→ Given records
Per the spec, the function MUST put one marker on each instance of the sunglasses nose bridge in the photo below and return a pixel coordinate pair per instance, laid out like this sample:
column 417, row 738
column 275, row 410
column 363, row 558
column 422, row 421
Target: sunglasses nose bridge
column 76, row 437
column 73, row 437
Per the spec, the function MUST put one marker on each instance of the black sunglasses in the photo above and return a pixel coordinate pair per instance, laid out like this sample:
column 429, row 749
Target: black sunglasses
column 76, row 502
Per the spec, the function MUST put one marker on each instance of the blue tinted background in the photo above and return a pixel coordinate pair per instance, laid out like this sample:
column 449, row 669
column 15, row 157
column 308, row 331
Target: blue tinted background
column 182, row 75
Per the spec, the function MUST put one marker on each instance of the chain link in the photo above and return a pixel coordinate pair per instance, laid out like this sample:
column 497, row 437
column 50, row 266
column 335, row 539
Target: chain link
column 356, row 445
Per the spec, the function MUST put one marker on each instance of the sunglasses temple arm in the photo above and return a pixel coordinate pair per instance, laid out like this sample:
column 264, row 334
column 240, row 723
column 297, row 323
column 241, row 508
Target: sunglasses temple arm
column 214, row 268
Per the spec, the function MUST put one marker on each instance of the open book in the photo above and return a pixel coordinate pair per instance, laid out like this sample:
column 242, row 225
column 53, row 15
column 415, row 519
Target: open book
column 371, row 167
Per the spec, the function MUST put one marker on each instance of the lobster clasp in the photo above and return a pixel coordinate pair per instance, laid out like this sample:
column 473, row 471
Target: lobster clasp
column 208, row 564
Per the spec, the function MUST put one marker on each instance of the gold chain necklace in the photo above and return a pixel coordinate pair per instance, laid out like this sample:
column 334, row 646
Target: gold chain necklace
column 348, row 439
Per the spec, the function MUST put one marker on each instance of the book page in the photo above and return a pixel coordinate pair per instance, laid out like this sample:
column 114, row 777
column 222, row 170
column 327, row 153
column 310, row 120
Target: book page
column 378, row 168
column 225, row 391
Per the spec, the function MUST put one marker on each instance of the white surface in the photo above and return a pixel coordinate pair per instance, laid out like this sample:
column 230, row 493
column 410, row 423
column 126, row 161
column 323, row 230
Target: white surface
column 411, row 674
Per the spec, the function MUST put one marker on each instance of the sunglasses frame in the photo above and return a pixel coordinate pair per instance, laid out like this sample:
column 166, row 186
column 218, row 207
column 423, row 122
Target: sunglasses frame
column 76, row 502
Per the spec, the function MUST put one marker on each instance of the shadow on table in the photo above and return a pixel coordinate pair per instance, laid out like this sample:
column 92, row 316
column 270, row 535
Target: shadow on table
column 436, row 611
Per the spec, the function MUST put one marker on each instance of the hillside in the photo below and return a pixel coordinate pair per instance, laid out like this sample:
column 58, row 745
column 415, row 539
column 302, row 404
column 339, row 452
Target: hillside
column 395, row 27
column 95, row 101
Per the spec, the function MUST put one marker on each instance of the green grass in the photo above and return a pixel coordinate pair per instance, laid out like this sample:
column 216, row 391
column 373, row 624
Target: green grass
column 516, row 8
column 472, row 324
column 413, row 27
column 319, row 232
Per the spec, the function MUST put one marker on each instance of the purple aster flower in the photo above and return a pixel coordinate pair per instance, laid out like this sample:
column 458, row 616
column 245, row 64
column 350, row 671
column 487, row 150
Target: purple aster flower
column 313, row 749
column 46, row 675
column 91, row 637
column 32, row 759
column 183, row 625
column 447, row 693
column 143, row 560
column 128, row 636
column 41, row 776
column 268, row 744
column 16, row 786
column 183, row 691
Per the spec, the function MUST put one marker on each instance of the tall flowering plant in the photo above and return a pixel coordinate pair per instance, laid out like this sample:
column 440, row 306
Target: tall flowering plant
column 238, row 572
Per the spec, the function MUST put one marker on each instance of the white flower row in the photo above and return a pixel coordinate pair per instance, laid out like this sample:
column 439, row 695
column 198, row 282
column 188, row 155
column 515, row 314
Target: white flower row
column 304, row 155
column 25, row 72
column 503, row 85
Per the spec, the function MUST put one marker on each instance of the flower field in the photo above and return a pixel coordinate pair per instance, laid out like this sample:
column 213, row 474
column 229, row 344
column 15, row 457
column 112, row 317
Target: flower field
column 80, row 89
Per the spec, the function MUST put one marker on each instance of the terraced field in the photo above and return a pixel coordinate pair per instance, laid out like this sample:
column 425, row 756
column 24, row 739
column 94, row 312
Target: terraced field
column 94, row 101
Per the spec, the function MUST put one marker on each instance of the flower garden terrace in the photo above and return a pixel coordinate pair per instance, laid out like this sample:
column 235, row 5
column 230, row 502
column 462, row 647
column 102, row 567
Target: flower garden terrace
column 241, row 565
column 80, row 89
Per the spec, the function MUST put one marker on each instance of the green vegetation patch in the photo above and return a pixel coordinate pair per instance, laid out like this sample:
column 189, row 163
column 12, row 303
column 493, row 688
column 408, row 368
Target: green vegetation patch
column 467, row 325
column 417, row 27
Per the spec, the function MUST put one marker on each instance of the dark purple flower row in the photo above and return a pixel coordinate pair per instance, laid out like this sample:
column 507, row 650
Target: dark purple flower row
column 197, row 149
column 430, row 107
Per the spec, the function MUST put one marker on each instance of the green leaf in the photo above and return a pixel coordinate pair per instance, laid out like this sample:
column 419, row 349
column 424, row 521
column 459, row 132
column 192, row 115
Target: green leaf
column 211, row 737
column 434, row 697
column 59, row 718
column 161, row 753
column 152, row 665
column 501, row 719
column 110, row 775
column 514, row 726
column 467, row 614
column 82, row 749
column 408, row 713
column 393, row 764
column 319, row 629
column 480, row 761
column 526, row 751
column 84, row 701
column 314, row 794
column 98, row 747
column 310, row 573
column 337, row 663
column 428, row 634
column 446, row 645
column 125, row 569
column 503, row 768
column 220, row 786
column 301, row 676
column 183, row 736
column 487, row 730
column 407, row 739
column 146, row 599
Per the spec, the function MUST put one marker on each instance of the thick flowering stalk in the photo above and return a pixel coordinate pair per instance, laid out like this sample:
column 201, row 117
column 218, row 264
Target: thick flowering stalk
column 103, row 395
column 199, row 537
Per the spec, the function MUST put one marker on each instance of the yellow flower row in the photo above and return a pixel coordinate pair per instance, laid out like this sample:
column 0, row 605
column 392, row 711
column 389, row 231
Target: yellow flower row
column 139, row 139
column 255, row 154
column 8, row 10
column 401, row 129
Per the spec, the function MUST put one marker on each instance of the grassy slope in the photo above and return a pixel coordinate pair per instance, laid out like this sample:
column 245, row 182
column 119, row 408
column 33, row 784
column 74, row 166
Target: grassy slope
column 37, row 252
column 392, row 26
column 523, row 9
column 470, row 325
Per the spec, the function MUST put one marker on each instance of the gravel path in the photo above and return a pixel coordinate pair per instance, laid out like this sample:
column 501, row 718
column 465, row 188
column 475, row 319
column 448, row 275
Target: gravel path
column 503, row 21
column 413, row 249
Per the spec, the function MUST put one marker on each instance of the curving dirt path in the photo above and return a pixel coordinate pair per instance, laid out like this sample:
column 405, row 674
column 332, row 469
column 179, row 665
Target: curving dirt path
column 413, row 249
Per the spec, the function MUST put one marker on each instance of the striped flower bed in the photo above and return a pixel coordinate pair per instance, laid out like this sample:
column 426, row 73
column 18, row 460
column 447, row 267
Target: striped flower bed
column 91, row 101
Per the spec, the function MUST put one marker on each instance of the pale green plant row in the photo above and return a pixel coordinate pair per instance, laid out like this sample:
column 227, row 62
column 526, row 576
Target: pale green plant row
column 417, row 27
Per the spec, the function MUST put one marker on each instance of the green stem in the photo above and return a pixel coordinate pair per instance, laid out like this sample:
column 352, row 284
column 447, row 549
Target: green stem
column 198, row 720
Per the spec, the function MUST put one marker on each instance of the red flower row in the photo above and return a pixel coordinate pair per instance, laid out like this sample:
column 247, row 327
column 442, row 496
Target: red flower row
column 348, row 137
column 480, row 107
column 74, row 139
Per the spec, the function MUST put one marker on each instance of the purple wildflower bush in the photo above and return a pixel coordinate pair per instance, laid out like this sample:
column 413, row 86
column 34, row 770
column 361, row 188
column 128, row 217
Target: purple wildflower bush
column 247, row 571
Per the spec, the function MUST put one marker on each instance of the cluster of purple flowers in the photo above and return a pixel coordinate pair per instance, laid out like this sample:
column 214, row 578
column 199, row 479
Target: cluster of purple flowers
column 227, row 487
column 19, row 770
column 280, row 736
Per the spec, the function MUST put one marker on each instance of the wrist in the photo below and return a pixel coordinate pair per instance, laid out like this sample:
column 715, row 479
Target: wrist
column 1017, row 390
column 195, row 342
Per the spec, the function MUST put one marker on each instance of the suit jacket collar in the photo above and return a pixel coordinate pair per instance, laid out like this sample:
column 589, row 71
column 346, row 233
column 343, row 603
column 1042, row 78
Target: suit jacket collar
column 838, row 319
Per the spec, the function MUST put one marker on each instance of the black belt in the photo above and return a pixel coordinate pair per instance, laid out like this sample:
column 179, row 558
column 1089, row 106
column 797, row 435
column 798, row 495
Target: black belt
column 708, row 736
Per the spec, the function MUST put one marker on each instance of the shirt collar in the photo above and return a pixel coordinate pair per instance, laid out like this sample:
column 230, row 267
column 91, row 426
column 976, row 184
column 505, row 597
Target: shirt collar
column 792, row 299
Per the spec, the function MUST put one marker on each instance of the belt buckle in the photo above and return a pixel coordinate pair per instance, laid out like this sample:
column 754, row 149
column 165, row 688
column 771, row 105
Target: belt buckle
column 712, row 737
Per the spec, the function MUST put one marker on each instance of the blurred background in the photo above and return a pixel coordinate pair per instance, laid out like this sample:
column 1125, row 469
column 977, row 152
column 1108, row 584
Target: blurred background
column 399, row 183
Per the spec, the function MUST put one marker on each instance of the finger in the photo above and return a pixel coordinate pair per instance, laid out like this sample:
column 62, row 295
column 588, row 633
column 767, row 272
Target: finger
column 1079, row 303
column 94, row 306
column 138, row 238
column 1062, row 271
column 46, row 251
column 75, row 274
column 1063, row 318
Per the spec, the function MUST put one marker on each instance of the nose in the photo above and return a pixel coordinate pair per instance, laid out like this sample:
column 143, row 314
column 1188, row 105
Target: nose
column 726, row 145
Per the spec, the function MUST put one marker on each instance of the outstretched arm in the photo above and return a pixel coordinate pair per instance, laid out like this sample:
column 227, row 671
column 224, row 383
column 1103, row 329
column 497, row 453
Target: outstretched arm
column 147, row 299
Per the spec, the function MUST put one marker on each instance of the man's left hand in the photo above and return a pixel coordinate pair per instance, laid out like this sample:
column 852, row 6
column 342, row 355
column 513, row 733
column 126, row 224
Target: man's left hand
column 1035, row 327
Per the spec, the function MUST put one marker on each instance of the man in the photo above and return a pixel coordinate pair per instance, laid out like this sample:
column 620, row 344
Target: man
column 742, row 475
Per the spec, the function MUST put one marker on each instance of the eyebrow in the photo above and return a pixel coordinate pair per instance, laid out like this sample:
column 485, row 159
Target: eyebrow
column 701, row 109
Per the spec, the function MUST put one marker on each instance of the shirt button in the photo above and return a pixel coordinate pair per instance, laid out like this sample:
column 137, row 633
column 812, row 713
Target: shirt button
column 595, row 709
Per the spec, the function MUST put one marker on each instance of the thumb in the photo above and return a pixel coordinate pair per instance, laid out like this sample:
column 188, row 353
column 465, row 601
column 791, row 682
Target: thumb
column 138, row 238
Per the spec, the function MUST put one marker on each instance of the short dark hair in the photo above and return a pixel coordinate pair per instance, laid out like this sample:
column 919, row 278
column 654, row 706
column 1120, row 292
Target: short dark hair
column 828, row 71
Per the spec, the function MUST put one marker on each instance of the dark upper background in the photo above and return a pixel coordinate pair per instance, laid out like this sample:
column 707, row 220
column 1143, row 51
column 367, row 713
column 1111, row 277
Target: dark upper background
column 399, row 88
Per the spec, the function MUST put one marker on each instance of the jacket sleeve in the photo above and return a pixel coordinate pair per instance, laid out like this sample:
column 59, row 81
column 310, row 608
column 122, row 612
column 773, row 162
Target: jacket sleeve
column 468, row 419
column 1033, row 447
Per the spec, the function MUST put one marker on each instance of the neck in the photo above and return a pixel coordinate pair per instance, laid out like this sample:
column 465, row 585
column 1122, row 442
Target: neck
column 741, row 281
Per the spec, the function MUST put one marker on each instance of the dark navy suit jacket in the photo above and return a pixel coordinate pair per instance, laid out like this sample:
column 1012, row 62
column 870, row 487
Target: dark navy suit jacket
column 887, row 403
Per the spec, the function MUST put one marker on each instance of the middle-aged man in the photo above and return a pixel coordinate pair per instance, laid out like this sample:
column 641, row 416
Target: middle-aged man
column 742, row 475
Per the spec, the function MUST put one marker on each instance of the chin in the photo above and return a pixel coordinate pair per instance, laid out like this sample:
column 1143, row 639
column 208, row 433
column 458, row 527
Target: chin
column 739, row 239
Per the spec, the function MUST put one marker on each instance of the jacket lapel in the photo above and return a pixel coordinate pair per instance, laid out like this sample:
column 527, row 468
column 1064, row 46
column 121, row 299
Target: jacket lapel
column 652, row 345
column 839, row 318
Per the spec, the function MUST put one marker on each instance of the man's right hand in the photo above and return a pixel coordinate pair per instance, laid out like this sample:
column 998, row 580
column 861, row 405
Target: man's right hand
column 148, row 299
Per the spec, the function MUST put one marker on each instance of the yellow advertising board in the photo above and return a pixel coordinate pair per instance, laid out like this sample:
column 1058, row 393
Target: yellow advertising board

→ Problem description
Exactly as written, repeat each line from the beginning of the data above to the line containing "column 415, row 519", inclusive.

→ Completed exercise
Per the spec, the function MUST put one marker on each instance of the sunglasses nose bridge in the photo below and return a pixel coordinate pair per instance, laid out like this sample:
column 417, row 738
column 275, row 410
column 363, row 558
column 422, row 421
Target: sunglasses nose bridge
column 76, row 437
column 73, row 437
Per the spec, the function MUST put one marker on each instance of the black sunglasses in the photo above and return a pixel coordinate pair per instance, laid out like this sample:
column 429, row 749
Target: black sunglasses
column 76, row 502
Per the spec, the function MUST put one marker on each instance of the blue tinted background in the photo above and return a pixel coordinate pair per instance, laid out like this sample:
column 449, row 669
column 15, row 157
column 308, row 331
Target: blue tinted background
column 182, row 75
Per the spec, the function MUST put one marker on each instance of the chain link in the photo above and return a pixel coordinate pair per instance, laid out like this sample:
column 497, row 437
column 50, row 266
column 335, row 539
Target: chain link
column 356, row 445
Per the spec, the function MUST put one marker on each instance of the sunglasses temple arm in the photo above and return a pixel coordinate pair per instance, laid out like this sample:
column 264, row 334
column 240, row 723
column 297, row 323
column 241, row 508
Target: sunglasses temple arm
column 214, row 268
Per the spec, the function MUST put one marker on each instance of the open book in the photo above and return a pixel coordinate pair per instance, laid out like this sample:
column 242, row 225
column 53, row 15
column 415, row 519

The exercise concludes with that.